● ESTRATTO DEL DOCUMENTO
===============
Speciale per Africa ExPress
Davide Debernardi
Milano, 6 gennaio 2016

Può risultare pericoloso e difficile fare libera informazione in un paese come l’Angola posizionato al 123° posto su 180 considerati, nell’indice della libertà di stampa (World Press Freedom Index). Figuriamoci poi se l’obiettivo è la classe dirigente di un governo al potere da 37 anni. Ne sa qualcosa Rafael Marques de Morais, autore di “Diamanti di sangue. Corruzione e tortura nel Cuango” (edito in Italia da Edizioni Clandestine).

Il giornalista indipendente e attivista per i diritti umani, racconta nel suo libro quanto ha scoperto in due anni di dettagliate indagini sulla drammatica situazione dell’industria diamantifera angolana.

I comuni di Cuango e Xà-Muteba, nella provincia di Lunda Nord, sono la più importante area di estrazione di diamanti dell’Angola. Lì, su concessione governativa, operano diverse compagnie. Indagando in loco dove è stato più volte, Marques documenta attraverso precise testimonianze, la presenza di un vero e proprio regime di oppressione, violenza e sfruttamento, con omicidi e torture.
===============
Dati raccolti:

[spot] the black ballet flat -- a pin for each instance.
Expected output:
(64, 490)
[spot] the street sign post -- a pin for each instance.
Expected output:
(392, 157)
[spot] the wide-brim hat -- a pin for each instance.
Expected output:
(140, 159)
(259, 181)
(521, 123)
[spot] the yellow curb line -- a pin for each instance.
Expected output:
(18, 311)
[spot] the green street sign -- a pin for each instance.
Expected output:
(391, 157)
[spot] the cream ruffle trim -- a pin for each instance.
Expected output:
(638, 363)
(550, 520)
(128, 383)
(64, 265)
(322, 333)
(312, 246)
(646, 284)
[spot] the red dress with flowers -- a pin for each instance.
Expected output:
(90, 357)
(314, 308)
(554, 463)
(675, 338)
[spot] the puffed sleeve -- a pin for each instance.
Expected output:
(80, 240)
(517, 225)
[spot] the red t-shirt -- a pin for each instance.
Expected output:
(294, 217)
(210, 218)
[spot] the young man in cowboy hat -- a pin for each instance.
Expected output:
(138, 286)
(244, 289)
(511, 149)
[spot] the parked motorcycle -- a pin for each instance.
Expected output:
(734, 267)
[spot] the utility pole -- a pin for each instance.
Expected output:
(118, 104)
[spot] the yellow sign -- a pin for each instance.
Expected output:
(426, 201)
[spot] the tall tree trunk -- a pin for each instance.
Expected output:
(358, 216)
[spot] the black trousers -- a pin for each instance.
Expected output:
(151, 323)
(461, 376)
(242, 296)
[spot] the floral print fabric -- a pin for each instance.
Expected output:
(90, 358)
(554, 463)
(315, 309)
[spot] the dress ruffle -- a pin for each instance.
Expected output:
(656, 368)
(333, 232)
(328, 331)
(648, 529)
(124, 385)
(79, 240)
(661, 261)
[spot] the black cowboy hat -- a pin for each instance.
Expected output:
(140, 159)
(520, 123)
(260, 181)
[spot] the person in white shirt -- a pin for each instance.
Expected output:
===============
● DA SVOLGERE
Nell'estratto sui diamanti dell'Angola, quale posizione occupa l'Angola nell'indice della libertà di stampa?

● RISPOSTA ALL'ESERCIZIO
Il 123° posto su 180 paesi considerati.